Region segmentation data:
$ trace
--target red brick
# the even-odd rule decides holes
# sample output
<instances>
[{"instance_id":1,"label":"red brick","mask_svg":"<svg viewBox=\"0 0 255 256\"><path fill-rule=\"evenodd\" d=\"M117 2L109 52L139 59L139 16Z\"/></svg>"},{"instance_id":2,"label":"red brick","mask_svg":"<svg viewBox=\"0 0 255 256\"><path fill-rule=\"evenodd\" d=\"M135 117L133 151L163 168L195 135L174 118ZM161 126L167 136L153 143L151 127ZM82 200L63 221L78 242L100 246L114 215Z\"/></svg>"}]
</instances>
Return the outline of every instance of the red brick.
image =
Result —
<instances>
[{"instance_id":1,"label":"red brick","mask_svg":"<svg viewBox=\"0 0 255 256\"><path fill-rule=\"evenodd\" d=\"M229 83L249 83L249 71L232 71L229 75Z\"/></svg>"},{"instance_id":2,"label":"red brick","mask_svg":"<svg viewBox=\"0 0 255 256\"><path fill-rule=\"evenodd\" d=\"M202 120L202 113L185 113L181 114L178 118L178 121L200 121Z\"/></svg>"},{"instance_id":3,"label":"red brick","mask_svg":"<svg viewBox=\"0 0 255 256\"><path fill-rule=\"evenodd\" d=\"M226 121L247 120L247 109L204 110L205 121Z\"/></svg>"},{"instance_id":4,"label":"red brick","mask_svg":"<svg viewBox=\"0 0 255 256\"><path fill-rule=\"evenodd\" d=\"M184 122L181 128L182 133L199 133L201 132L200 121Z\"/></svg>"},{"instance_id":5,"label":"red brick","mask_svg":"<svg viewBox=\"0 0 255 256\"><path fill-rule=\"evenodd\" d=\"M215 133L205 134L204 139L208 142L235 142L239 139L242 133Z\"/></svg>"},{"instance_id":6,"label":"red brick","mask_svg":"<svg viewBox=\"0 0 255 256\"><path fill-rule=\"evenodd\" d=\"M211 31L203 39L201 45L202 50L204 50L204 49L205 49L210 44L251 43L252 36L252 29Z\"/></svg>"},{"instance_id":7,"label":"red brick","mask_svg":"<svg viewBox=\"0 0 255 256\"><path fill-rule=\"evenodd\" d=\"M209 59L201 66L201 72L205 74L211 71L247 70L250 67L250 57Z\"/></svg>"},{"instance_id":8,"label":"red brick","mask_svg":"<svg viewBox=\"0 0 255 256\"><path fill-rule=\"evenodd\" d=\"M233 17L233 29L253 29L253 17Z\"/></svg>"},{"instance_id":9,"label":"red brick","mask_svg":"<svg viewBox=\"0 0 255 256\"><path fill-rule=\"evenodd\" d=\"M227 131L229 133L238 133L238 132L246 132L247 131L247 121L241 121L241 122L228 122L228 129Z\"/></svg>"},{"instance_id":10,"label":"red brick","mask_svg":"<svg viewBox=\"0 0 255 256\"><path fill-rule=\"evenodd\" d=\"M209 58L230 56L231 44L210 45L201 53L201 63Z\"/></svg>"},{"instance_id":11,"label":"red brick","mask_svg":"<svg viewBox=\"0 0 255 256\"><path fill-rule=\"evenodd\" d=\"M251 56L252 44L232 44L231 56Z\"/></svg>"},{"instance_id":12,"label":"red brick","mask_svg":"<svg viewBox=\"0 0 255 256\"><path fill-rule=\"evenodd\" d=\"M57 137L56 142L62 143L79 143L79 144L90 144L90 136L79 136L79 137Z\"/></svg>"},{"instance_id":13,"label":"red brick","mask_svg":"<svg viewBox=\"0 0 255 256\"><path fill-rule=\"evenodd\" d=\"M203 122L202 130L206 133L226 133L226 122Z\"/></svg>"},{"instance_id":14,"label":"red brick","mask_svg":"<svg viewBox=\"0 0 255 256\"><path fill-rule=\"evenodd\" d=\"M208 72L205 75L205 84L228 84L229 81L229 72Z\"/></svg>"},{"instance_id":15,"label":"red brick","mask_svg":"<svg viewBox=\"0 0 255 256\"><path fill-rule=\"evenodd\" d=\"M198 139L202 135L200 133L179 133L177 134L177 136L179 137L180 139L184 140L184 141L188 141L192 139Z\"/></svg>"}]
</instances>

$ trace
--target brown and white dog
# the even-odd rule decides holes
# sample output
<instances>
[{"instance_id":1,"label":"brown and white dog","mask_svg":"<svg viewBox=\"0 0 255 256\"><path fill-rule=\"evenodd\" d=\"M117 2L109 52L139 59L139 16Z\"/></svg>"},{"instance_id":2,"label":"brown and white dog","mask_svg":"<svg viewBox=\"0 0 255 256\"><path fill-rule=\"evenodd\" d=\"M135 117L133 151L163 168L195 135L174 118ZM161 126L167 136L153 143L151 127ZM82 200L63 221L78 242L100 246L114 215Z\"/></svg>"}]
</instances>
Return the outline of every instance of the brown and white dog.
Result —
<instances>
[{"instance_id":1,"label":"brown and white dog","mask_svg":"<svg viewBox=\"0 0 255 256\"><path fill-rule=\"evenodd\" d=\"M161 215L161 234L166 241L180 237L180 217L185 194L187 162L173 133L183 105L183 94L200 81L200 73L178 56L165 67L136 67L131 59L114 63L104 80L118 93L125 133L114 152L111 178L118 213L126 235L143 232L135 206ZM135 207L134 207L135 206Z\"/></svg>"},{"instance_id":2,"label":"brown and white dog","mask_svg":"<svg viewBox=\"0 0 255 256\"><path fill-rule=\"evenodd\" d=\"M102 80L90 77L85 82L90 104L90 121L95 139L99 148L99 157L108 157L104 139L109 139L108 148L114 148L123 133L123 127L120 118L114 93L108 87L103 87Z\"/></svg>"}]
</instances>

__WORK TO DO__. Output the full listing without altering anything.

__RESULT__.
$ trace
--target red brick
# the even-odd rule decides holes
# sample output
<instances>
[{"instance_id":1,"label":"red brick","mask_svg":"<svg viewBox=\"0 0 255 256\"><path fill-rule=\"evenodd\" d=\"M117 2L109 52L139 59L139 16Z\"/></svg>"},{"instance_id":2,"label":"red brick","mask_svg":"<svg viewBox=\"0 0 255 256\"><path fill-rule=\"evenodd\" d=\"M135 117L133 151L163 168L195 135L174 118ZM161 126L167 136L153 143L151 127ZM82 200L63 221L78 242L100 246L114 215Z\"/></svg>"}]
</instances>
Return the outline of every instance of the red brick.
image =
Result —
<instances>
[{"instance_id":1,"label":"red brick","mask_svg":"<svg viewBox=\"0 0 255 256\"><path fill-rule=\"evenodd\" d=\"M229 83L249 83L249 71L232 71L229 75Z\"/></svg>"},{"instance_id":2,"label":"red brick","mask_svg":"<svg viewBox=\"0 0 255 256\"><path fill-rule=\"evenodd\" d=\"M202 120L202 113L185 113L181 114L178 118L178 121L200 121Z\"/></svg>"},{"instance_id":3,"label":"red brick","mask_svg":"<svg viewBox=\"0 0 255 256\"><path fill-rule=\"evenodd\" d=\"M226 121L247 120L247 109L204 110L205 121Z\"/></svg>"},{"instance_id":4,"label":"red brick","mask_svg":"<svg viewBox=\"0 0 255 256\"><path fill-rule=\"evenodd\" d=\"M184 122L181 128L182 133L199 133L201 132L200 121Z\"/></svg>"},{"instance_id":5,"label":"red brick","mask_svg":"<svg viewBox=\"0 0 255 256\"><path fill-rule=\"evenodd\" d=\"M215 133L205 134L204 139L208 142L235 142L239 139L242 133Z\"/></svg>"},{"instance_id":6,"label":"red brick","mask_svg":"<svg viewBox=\"0 0 255 256\"><path fill-rule=\"evenodd\" d=\"M211 31L203 39L201 45L202 50L204 50L204 49L205 49L210 44L251 43L252 36L252 29Z\"/></svg>"},{"instance_id":7,"label":"red brick","mask_svg":"<svg viewBox=\"0 0 255 256\"><path fill-rule=\"evenodd\" d=\"M209 59L201 66L201 72L205 74L211 71L247 70L250 67L250 57Z\"/></svg>"},{"instance_id":8,"label":"red brick","mask_svg":"<svg viewBox=\"0 0 255 256\"><path fill-rule=\"evenodd\" d=\"M233 17L233 29L253 29L253 17Z\"/></svg>"},{"instance_id":9,"label":"red brick","mask_svg":"<svg viewBox=\"0 0 255 256\"><path fill-rule=\"evenodd\" d=\"M227 131L229 133L238 133L238 132L246 132L247 131L247 121L241 121L241 122L228 122L228 129Z\"/></svg>"},{"instance_id":10,"label":"red brick","mask_svg":"<svg viewBox=\"0 0 255 256\"><path fill-rule=\"evenodd\" d=\"M209 58L230 56L231 44L210 45L201 53L201 63Z\"/></svg>"},{"instance_id":11,"label":"red brick","mask_svg":"<svg viewBox=\"0 0 255 256\"><path fill-rule=\"evenodd\" d=\"M251 56L252 44L232 44L231 56Z\"/></svg>"},{"instance_id":12,"label":"red brick","mask_svg":"<svg viewBox=\"0 0 255 256\"><path fill-rule=\"evenodd\" d=\"M57 137L56 142L62 143L79 143L79 144L90 144L90 136L79 136L79 137Z\"/></svg>"},{"instance_id":13,"label":"red brick","mask_svg":"<svg viewBox=\"0 0 255 256\"><path fill-rule=\"evenodd\" d=\"M203 122L202 130L206 133L226 133L226 122Z\"/></svg>"},{"instance_id":14,"label":"red brick","mask_svg":"<svg viewBox=\"0 0 255 256\"><path fill-rule=\"evenodd\" d=\"M208 72L205 75L205 84L228 84L229 81L229 72Z\"/></svg>"},{"instance_id":15,"label":"red brick","mask_svg":"<svg viewBox=\"0 0 255 256\"><path fill-rule=\"evenodd\" d=\"M198 139L202 135L200 133L179 133L177 134L177 136L179 137L180 139L184 140L184 141L188 141L192 139Z\"/></svg>"}]
</instances>

$ trace
--target brown and white dog
# the even-odd rule decides holes
# sample output
<instances>
[{"instance_id":1,"label":"brown and white dog","mask_svg":"<svg viewBox=\"0 0 255 256\"><path fill-rule=\"evenodd\" d=\"M117 2L109 52L139 59L139 16Z\"/></svg>"},{"instance_id":2,"label":"brown and white dog","mask_svg":"<svg viewBox=\"0 0 255 256\"><path fill-rule=\"evenodd\" d=\"M135 117L133 151L163 168L195 135L174 118ZM161 126L167 136L153 143L151 127ZM82 200L63 221L78 242L100 246L114 215Z\"/></svg>"}]
</instances>
Return the outline of every instance of the brown and white dog.
Result —
<instances>
[{"instance_id":1,"label":"brown and white dog","mask_svg":"<svg viewBox=\"0 0 255 256\"><path fill-rule=\"evenodd\" d=\"M161 215L161 234L166 241L180 237L180 217L185 194L187 162L173 133L183 105L183 94L200 81L200 73L178 56L165 67L136 67L131 59L114 63L104 80L118 93L125 133L114 152L111 178L118 213L126 235L143 232L135 206ZM135 207L134 207L135 206Z\"/></svg>"},{"instance_id":2,"label":"brown and white dog","mask_svg":"<svg viewBox=\"0 0 255 256\"><path fill-rule=\"evenodd\" d=\"M102 80L90 77L85 82L90 104L90 121L95 139L99 148L99 157L108 157L104 139L109 139L108 148L114 148L123 133L123 127L120 118L114 93L108 87L103 87Z\"/></svg>"}]
</instances>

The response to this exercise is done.